**Written request**: Copy the rows from the start through the line containing "M30 29L57 22L60 22L60 0L0 0L0 29Z", swapping "simplified polygon" for "rough polygon" and changing nothing else. Leave the pictures out.

**Records for this exercise**:
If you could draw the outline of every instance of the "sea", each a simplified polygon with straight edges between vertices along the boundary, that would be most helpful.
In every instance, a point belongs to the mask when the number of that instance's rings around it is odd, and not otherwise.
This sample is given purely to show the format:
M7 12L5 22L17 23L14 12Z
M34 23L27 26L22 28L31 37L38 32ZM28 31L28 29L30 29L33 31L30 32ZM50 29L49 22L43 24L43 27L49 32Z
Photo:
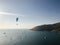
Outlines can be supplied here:
M60 33L29 29L0 29L0 45L60 45Z

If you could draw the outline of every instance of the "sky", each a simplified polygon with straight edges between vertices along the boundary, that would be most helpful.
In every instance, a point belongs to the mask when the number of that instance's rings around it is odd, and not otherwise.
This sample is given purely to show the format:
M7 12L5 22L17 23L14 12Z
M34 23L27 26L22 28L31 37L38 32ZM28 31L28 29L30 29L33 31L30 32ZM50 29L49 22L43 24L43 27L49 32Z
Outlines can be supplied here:
M30 29L57 22L60 22L60 0L0 0L0 29Z

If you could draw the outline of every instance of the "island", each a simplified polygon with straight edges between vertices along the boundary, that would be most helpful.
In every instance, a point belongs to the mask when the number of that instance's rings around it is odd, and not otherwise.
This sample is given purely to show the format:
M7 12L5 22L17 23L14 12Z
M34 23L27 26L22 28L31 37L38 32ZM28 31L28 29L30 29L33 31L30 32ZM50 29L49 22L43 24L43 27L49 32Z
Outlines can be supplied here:
M44 25L35 26L31 30L60 32L60 22L54 24L44 24Z

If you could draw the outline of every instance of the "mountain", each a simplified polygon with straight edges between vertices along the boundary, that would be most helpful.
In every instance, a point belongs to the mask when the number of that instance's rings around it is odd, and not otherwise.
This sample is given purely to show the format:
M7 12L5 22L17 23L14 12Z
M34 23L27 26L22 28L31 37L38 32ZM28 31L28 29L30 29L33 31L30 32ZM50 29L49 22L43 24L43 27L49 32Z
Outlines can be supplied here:
M55 24L46 24L46 25L36 26L32 28L31 30L60 32L60 22L55 23Z

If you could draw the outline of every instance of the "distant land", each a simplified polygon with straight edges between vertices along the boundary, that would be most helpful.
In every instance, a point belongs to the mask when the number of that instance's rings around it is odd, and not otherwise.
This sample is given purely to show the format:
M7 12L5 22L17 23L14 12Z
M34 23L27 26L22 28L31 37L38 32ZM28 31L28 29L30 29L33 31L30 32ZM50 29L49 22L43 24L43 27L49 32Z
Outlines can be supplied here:
M31 30L34 31L50 31L50 32L60 32L60 22L54 24L45 24L33 27Z

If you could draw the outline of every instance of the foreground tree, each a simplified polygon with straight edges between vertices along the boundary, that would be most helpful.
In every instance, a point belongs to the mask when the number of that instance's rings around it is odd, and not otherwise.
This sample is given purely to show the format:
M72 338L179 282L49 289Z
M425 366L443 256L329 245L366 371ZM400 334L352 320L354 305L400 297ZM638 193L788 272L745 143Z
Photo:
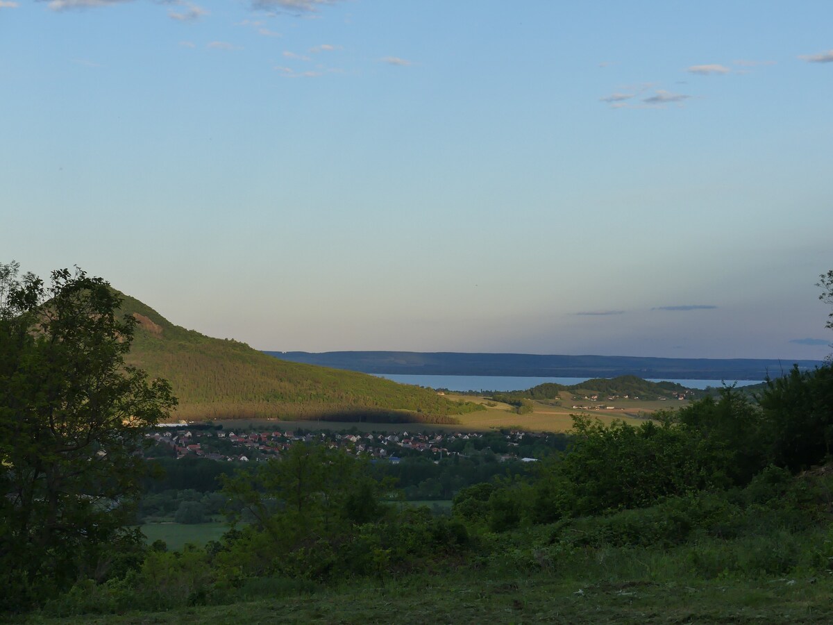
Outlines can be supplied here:
M0 265L0 604L102 579L138 543L131 503L148 428L176 404L127 367L135 319L82 271L51 285Z

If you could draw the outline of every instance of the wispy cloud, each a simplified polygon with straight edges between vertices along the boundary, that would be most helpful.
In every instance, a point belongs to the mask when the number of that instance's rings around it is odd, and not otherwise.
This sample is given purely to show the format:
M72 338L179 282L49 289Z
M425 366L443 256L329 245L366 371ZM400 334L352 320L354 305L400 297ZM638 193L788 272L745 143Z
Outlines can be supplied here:
M83 65L85 68L103 68L104 66L101 63L97 63L94 61L90 61L86 58L73 58L72 62L77 65Z
M407 61L404 58L400 58L399 57L384 57L379 59L382 62L389 63L391 65L399 65L401 67L407 67L408 65L413 65L413 62Z
M341 0L252 0L252 6L261 9L280 9L300 15L314 13L320 7L336 4Z
M167 17L177 22L196 22L200 18L208 15L208 12L202 7L191 2L182 2L184 11L168 11Z
M685 310L713 310L716 308L716 306L711 306L711 304L685 304L683 306L656 306L651 310L671 310L671 311L685 311Z
M711 74L727 74L731 72L725 65L692 65L686 70L689 73L700 74L701 76L710 76Z
M808 63L830 63L833 62L833 50L819 52L818 54L802 54L799 57L802 61Z
M47 6L52 11L66 11L72 8L110 7L128 2L131 0L52 0Z
M211 48L214 50L228 50L228 51L240 49L240 48L238 48L237 46L235 46L225 41L212 41L211 43L208 44L208 48Z
M665 89L657 89L656 95L646 98L642 102L646 104L669 104L674 102L687 100L691 97L685 93L671 93L670 91L666 91Z
M625 100L630 100L635 95L636 93L621 93L619 92L616 92L615 93L611 93L609 96L600 98L599 100L601 100L601 102L606 102L612 104L617 102L624 102Z
M741 68L757 68L761 65L775 65L775 61L750 61L748 59L741 58L737 61L732 61L732 63L738 65Z
M305 57L303 54L296 54L295 52L289 52L288 50L285 50L283 52L283 57L284 57L284 58L292 58L292 59L294 59L296 61L312 61L312 60L309 57Z
M316 78L319 76L323 76L324 72L317 70L308 70L307 72L296 72L292 68L285 68L280 65L275 67L275 70L279 72L282 76L287 78Z
M791 338L790 342L794 342L797 345L829 345L830 341L826 341L823 338Z

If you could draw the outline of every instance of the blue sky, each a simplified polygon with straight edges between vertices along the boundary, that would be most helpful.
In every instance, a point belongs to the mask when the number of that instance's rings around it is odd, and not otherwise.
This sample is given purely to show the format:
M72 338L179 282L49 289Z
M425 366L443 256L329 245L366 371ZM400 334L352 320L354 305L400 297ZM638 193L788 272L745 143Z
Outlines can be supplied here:
M0 262L261 349L821 359L831 23L0 0Z

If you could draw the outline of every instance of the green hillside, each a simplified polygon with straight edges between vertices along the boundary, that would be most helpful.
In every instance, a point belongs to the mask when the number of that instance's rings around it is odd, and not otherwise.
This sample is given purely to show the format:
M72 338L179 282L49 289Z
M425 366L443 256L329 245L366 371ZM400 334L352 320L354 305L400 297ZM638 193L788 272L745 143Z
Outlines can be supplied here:
M365 373L279 360L246 343L174 325L134 298L122 297L121 312L138 322L126 360L171 382L179 398L177 419L455 422L451 415L480 409Z

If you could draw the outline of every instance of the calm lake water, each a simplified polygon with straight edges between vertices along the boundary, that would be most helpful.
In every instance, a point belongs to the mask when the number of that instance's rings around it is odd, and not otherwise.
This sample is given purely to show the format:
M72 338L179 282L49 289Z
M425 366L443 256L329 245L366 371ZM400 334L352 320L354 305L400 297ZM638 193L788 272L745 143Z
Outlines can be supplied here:
M523 391L532 387L551 382L556 384L578 384L590 378L537 378L534 376L417 376L400 375L398 373L374 373L378 378L385 378L402 384L416 384L429 388L447 388L450 391ZM664 382L653 379L649 382ZM687 388L720 388L723 380L668 380L676 382ZM757 384L762 380L726 380L726 383L736 383L739 387Z

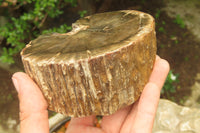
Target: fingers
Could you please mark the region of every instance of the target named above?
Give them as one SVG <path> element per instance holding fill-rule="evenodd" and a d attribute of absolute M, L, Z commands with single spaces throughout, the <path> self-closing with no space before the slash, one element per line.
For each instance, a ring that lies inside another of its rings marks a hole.
<path fill-rule="evenodd" d="M 12 80 L 20 101 L 20 133 L 48 133 L 47 103 L 38 86 L 22 72 Z"/>
<path fill-rule="evenodd" d="M 122 123 L 131 110 L 131 105 L 118 110 L 116 113 L 104 116 L 101 127 L 106 133 L 119 133 Z"/>
<path fill-rule="evenodd" d="M 169 72 L 167 61 L 156 58 L 154 69 L 141 97 L 127 116 L 122 127 L 124 132 L 151 133 L 160 98 L 160 90 Z"/>
<path fill-rule="evenodd" d="M 94 127 L 95 116 L 72 118 L 66 133 L 104 133 L 100 128 Z"/>

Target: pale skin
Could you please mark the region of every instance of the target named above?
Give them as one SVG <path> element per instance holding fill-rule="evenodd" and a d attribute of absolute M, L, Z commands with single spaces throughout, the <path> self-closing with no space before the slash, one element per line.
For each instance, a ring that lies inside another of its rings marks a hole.
<path fill-rule="evenodd" d="M 101 128 L 95 116 L 72 118 L 66 133 L 151 133 L 160 91 L 169 72 L 166 60 L 156 57 L 149 82 L 134 104 L 104 116 Z M 20 133 L 49 133 L 47 102 L 39 87 L 22 72 L 12 77 L 20 101 Z"/>

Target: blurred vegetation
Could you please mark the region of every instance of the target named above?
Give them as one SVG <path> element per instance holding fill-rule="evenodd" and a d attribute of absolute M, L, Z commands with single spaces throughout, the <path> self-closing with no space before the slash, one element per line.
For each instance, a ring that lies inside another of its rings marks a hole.
<path fill-rule="evenodd" d="M 76 0 L 6 0 L 0 1 L 4 8 L 1 16 L 8 23 L 0 27 L 0 36 L 4 38 L 5 46 L 1 51 L 0 60 L 9 64 L 14 63 L 13 55 L 20 52 L 27 42 L 40 34 L 52 32 L 64 33 L 71 30 L 66 24 L 59 27 L 44 29 L 46 19 L 63 14 L 65 6 L 77 6 Z M 80 12 L 84 16 L 85 11 Z"/>

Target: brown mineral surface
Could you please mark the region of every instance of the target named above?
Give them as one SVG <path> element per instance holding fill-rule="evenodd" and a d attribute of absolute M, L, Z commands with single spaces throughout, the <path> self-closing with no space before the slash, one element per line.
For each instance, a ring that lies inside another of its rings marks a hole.
<path fill-rule="evenodd" d="M 26 73 L 49 109 L 72 117 L 109 115 L 134 103 L 156 56 L 154 19 L 133 10 L 95 14 L 65 34 L 42 35 L 22 50 Z"/>

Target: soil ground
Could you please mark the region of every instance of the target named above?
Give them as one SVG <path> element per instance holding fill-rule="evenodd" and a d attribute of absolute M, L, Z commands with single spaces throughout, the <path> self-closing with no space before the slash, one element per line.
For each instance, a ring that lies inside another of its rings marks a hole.
<path fill-rule="evenodd" d="M 134 9 L 149 13 L 156 18 L 157 54 L 169 62 L 173 73 L 179 74 L 179 82 L 174 84 L 176 92 L 170 93 L 170 95 L 164 93 L 161 97 L 183 104 L 191 93 L 190 88 L 195 82 L 196 74 L 200 73 L 200 42 L 195 39 L 196 37 L 188 27 L 181 28 L 180 25 L 174 23 L 175 18 L 170 18 L 162 10 L 164 7 L 165 4 L 161 0 L 121 0 L 121 4 L 113 2 L 93 13 Z M 65 19 L 60 21 L 66 21 L 67 24 L 74 22 L 74 19 L 77 18 L 77 14 L 74 12 L 78 12 L 78 8 L 66 9 L 72 13 L 69 16 L 63 15 Z M 160 12 L 159 15 L 158 12 Z M 0 125 L 4 129 L 9 129 L 9 126 L 13 125 L 12 128 L 15 130 L 19 123 L 18 99 L 11 82 L 11 75 L 12 73 L 0 69 Z"/>

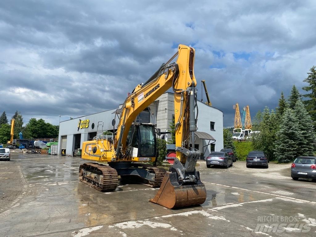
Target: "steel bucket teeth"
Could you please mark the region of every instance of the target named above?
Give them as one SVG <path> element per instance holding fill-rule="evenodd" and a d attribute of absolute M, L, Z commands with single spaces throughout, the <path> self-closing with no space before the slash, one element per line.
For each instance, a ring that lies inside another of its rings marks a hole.
<path fill-rule="evenodd" d="M 171 209 L 202 204 L 206 199 L 206 191 L 201 181 L 195 185 L 179 185 L 176 174 L 167 173 L 156 196 L 149 201 Z"/>

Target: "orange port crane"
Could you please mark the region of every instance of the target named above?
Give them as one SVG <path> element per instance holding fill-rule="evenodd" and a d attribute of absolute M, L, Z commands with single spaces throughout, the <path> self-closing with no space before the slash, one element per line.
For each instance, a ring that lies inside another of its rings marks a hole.
<path fill-rule="evenodd" d="M 236 117 L 235 118 L 235 119 Z M 245 129 L 251 130 L 252 128 L 250 112 L 249 110 L 249 106 L 247 105 L 246 107 L 246 118 L 245 120 Z"/>
<path fill-rule="evenodd" d="M 233 106 L 233 108 L 235 109 L 235 119 L 234 120 L 234 127 L 235 129 L 240 129 L 240 131 L 242 128 L 241 124 L 241 119 L 240 117 L 240 111 L 239 110 L 239 106 L 238 103 Z"/>

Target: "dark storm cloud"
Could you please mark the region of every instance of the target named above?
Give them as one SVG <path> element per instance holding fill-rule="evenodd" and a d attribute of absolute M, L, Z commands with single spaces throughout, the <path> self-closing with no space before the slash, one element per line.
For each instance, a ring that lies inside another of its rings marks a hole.
<path fill-rule="evenodd" d="M 0 110 L 57 124 L 116 107 L 181 43 L 232 125 L 233 104 L 274 108 L 315 64 L 313 1 L 149 2 L 0 3 Z"/>

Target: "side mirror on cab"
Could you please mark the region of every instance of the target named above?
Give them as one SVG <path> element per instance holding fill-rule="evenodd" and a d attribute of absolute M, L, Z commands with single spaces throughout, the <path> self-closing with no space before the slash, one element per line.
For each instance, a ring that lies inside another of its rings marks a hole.
<path fill-rule="evenodd" d="M 157 135 L 158 136 L 160 136 L 161 135 L 161 131 L 160 130 L 160 128 L 156 129 L 156 133 L 157 134 Z"/>

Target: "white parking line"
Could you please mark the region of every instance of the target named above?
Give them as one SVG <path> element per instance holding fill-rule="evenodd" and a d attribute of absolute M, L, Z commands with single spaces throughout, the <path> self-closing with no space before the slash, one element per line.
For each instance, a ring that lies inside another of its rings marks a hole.
<path fill-rule="evenodd" d="M 291 197 L 288 197 L 287 196 L 284 196 L 282 195 L 276 194 L 274 193 L 269 193 L 268 192 L 260 192 L 259 191 L 254 191 L 254 190 L 250 190 L 250 189 L 247 189 L 246 188 L 239 188 L 237 187 L 234 187 L 234 186 L 228 186 L 227 185 L 224 185 L 222 184 L 215 184 L 214 183 L 209 183 L 208 182 L 204 181 L 203 182 L 203 183 L 205 184 L 211 184 L 213 185 L 216 185 L 217 186 L 221 186 L 222 187 L 225 187 L 226 188 L 232 188 L 239 189 L 239 190 L 243 190 L 244 191 L 247 191 L 249 192 L 256 192 L 257 193 L 261 193 L 261 194 L 263 194 L 270 195 L 272 196 L 279 197 L 279 198 L 287 198 L 288 199 L 291 199 L 293 200 L 295 200 L 298 202 L 302 202 L 304 203 L 311 203 L 312 204 L 316 204 L 316 202 L 313 202 L 311 201 L 309 201 L 309 200 L 305 200 L 302 199 L 300 199 L 299 198 L 293 198 Z"/>

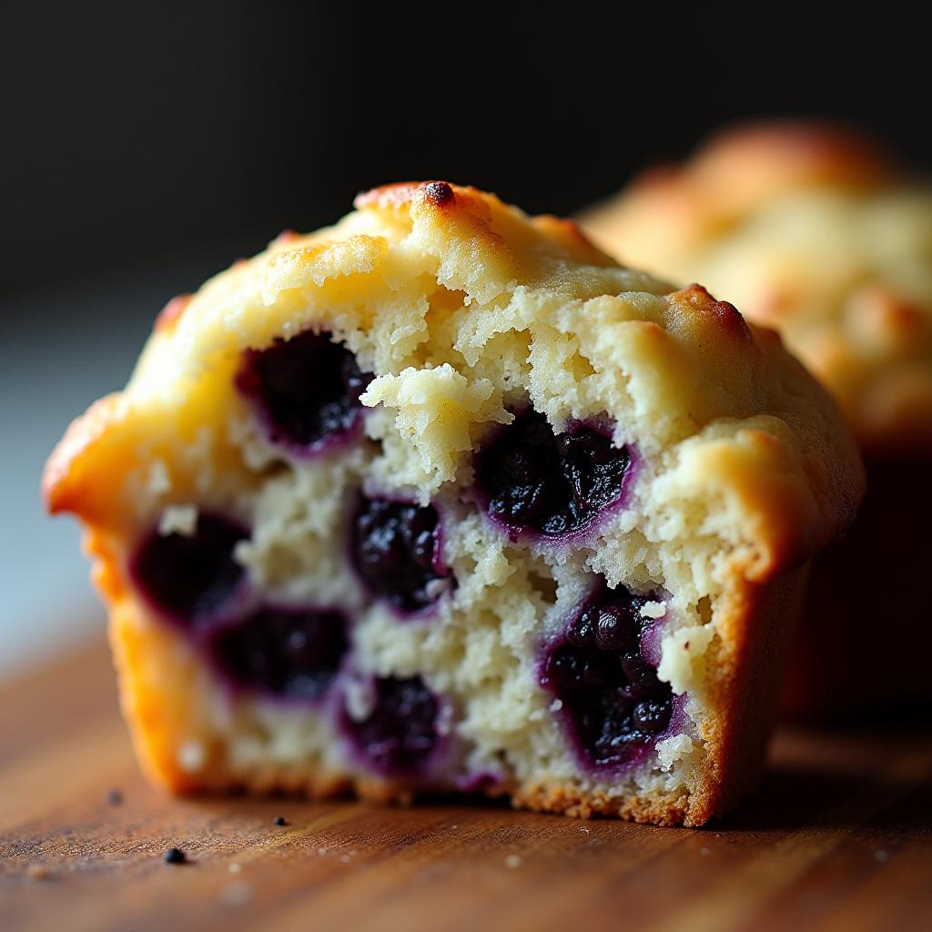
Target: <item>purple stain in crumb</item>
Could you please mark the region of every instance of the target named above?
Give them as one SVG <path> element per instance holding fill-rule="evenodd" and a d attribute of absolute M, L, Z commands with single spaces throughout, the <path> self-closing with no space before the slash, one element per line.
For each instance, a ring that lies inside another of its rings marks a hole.
<path fill-rule="evenodd" d="M 374 596 L 401 611 L 421 611 L 455 584 L 441 559 L 440 532 L 432 505 L 361 496 L 350 557 Z"/>
<path fill-rule="evenodd" d="M 288 699 L 322 696 L 349 649 L 341 612 L 292 606 L 263 606 L 210 640 L 214 665 L 238 688 Z"/>
<path fill-rule="evenodd" d="M 236 545 L 249 537 L 240 525 L 201 512 L 194 532 L 150 531 L 130 560 L 130 575 L 163 615 L 187 627 L 227 616 L 245 586 Z"/>
<path fill-rule="evenodd" d="M 652 600 L 603 581 L 544 656 L 541 684 L 560 700 L 561 718 L 596 770 L 639 760 L 670 724 L 672 690 L 641 650 L 653 624 L 641 609 Z"/>
<path fill-rule="evenodd" d="M 514 533 L 555 538 L 587 529 L 618 502 L 630 465 L 627 448 L 601 428 L 575 423 L 555 434 L 528 410 L 479 452 L 476 475 L 492 518 Z"/>
<path fill-rule="evenodd" d="M 328 333 L 281 337 L 243 353 L 236 386 L 255 405 L 268 439 L 298 454 L 316 453 L 356 431 L 360 395 L 372 380 Z"/>
<path fill-rule="evenodd" d="M 387 776 L 423 774 L 440 745 L 440 703 L 420 677 L 388 677 L 371 684 L 372 708 L 342 724 L 360 758 Z"/>

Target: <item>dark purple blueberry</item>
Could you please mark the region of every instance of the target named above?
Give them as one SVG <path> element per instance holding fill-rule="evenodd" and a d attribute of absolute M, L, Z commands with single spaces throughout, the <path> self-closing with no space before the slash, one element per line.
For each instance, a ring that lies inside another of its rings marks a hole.
<path fill-rule="evenodd" d="M 339 612 L 267 606 L 218 630 L 211 653 L 242 689 L 317 699 L 333 682 L 349 647 L 347 622 Z"/>
<path fill-rule="evenodd" d="M 640 655 L 646 596 L 603 584 L 545 658 L 541 685 L 562 703 L 587 762 L 618 767 L 669 724 L 673 693 Z"/>
<path fill-rule="evenodd" d="M 379 774 L 422 771 L 440 741 L 439 704 L 420 677 L 390 677 L 372 684 L 374 707 L 363 721 L 344 711 L 344 727 L 359 753 Z"/>
<path fill-rule="evenodd" d="M 404 611 L 432 605 L 453 577 L 440 559 L 440 516 L 432 505 L 362 497 L 350 533 L 353 565 L 379 598 Z"/>
<path fill-rule="evenodd" d="M 515 531 L 556 537 L 587 528 L 622 494 L 625 448 L 584 424 L 555 434 L 537 411 L 514 421 L 478 456 L 477 476 L 492 517 Z"/>
<path fill-rule="evenodd" d="M 247 350 L 236 385 L 261 411 L 273 444 L 309 452 L 356 427 L 371 379 L 330 334 L 306 331 Z"/>
<path fill-rule="evenodd" d="M 215 514 L 201 513 L 193 534 L 153 529 L 130 560 L 130 574 L 159 611 L 197 626 L 228 614 L 245 581 L 233 558 L 248 532 Z"/>

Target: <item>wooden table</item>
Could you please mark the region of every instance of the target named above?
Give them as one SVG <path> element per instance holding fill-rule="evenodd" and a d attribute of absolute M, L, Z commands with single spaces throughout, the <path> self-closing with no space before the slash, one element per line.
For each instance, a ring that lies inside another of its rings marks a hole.
<path fill-rule="evenodd" d="M 0 693 L 0 928 L 929 930 L 932 733 L 784 731 L 760 795 L 700 830 L 177 800 L 140 778 L 95 646 Z"/>

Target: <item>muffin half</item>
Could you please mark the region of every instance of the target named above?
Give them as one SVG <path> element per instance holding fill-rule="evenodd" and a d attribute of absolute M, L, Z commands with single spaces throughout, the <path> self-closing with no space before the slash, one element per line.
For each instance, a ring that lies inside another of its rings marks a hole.
<path fill-rule="evenodd" d="M 443 182 L 171 302 L 47 467 L 147 772 L 701 825 L 763 761 L 831 402 L 704 289 Z"/>

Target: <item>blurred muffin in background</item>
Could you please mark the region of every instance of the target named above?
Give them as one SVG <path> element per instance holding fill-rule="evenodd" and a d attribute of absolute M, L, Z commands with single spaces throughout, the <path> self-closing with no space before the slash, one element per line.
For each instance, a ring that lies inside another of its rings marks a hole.
<path fill-rule="evenodd" d="M 928 698 L 932 188 L 818 123 L 727 130 L 582 218 L 624 263 L 701 281 L 777 329 L 832 391 L 868 466 L 848 537 L 816 564 L 786 705 L 898 717 Z M 905 703 L 905 704 L 904 704 Z"/>

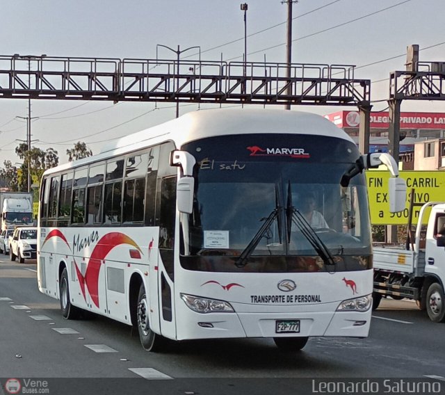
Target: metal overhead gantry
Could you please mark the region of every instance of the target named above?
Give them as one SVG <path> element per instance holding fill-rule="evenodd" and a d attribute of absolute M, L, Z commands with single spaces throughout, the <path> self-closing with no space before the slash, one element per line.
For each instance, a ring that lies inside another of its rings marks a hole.
<path fill-rule="evenodd" d="M 371 81 L 354 66 L 0 56 L 0 98 L 354 106 L 369 141 Z"/>
<path fill-rule="evenodd" d="M 399 156 L 400 105 L 403 100 L 445 100 L 445 62 L 419 62 L 419 45 L 407 48 L 405 71 L 389 74 L 389 153 Z"/>

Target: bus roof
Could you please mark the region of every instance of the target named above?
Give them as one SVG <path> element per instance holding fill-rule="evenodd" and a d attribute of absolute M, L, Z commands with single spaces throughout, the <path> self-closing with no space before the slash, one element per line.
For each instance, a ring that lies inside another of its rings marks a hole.
<path fill-rule="evenodd" d="M 343 129 L 322 115 L 312 113 L 257 108 L 200 110 L 122 137 L 105 145 L 99 154 L 61 165 L 57 170 L 86 165 L 169 140 L 180 148 L 183 144 L 200 138 L 256 133 L 313 134 L 353 143 Z M 45 173 L 53 172 L 51 170 L 49 169 Z"/>

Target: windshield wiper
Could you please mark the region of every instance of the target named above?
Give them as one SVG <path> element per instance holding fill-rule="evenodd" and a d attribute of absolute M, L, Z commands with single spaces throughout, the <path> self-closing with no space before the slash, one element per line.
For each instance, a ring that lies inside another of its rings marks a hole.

**Result of this exercise**:
If you could draw the outline of every instance of the "sea", each a rough polygon with straight edges between vertices along the boundary, that would be most helpful.
In every instance, a point belongs to the mask when the number of that instance's rings around it is odd, and not otherwise.
This sample is given purely to show the format:
M7 12L5 22L17 23L14 12Z
M34 23L27 26L22 28L31 37L38 32ZM28 31L28 29L30 29L33 31L30 32ZM50 29L49 22L43 24L43 27L49 32Z
Photo:
Outlines can be supplied here:
M60 33L29 29L0 29L0 45L60 45Z

If you could draw the outline of every instance of the "sky", each a rough polygon with straight edges between vertices along the boundary, that would be most helpful.
In every instance, a point belongs to the mask when the number of that instance's rings around it is odd, and not otherwise.
This sample is given purely to show the format:
M7 12L5 22L17 23L14 12Z
M34 23L27 26L22 28L31 37L38 32ZM28 31L28 29L30 29L33 31L30 32ZM50 29L49 22L43 24L43 27L49 32Z
Outlines can be supplied here:
M30 29L57 22L60 22L60 0L0 0L0 29Z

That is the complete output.